• **Dataset items**:
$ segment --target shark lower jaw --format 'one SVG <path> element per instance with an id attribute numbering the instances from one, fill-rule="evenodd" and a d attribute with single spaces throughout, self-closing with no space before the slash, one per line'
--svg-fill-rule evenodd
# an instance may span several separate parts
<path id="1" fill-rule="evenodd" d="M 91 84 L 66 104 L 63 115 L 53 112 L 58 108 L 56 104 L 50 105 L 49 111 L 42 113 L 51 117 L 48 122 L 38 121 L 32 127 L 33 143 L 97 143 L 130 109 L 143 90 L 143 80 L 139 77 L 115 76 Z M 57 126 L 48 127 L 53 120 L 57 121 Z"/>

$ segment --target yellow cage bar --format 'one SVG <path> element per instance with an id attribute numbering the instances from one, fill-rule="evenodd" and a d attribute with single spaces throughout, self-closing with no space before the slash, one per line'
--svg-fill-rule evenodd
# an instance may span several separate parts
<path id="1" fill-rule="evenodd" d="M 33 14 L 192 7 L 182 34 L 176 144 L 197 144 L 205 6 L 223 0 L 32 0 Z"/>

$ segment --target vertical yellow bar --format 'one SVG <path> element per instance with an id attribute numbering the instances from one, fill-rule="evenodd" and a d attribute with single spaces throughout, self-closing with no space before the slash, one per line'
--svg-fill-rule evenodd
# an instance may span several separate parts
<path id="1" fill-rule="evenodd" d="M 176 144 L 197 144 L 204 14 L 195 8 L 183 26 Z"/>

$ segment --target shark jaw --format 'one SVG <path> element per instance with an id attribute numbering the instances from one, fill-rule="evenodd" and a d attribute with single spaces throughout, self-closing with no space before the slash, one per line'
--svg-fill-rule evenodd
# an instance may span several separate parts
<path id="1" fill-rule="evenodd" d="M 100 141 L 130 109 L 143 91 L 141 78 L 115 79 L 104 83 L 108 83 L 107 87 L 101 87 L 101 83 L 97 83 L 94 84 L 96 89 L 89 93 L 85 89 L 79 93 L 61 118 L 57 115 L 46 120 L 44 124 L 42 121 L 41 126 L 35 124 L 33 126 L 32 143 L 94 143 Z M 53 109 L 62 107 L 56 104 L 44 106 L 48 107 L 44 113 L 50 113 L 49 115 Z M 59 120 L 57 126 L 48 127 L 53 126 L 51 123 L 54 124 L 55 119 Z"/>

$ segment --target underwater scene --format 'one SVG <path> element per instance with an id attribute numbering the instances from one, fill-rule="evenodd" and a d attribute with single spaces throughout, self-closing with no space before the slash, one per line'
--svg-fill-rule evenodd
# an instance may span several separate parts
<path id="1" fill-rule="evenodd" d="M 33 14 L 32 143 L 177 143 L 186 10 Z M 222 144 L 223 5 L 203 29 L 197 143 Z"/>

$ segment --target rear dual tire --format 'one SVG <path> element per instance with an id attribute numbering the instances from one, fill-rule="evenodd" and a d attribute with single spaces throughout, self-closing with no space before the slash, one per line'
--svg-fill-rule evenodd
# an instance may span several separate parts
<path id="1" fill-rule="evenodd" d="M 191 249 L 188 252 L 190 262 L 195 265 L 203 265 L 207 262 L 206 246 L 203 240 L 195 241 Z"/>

• **Problem to work on**:
Copy out everything from the start of the material down to the line containing "33 14 L 192", both included, keeping every line unchanged.

• **Response**:
$ segment --target shark lower jaw --format 'one SVG <path> element per instance with an id attribute numbering the instances from one, fill-rule="evenodd" and a d attribute with single spaces throughout, self-closing with no space before the slash, one per line'
--svg-fill-rule evenodd
# an instance may span several separate parts
<path id="1" fill-rule="evenodd" d="M 91 84 L 66 104 L 63 115 L 53 112 L 58 108 L 56 104 L 50 105 L 49 111 L 42 113 L 51 117 L 48 122 L 38 121 L 32 127 L 33 143 L 97 143 L 130 109 L 143 90 L 143 80 L 139 77 L 115 76 Z M 57 126 L 48 127 L 53 120 L 57 121 Z"/>

$ segment --target yellow cage bar --format 'one SVG <path> element per instance with an id attribute numbering the instances from one, fill-rule="evenodd" and a d attribute with single spaces throughout, self-closing with no space before the slash, one per line'
--svg-fill-rule evenodd
# an instance may span several separate parts
<path id="1" fill-rule="evenodd" d="M 33 14 L 192 7 L 182 34 L 176 144 L 197 144 L 205 6 L 223 0 L 32 0 Z"/>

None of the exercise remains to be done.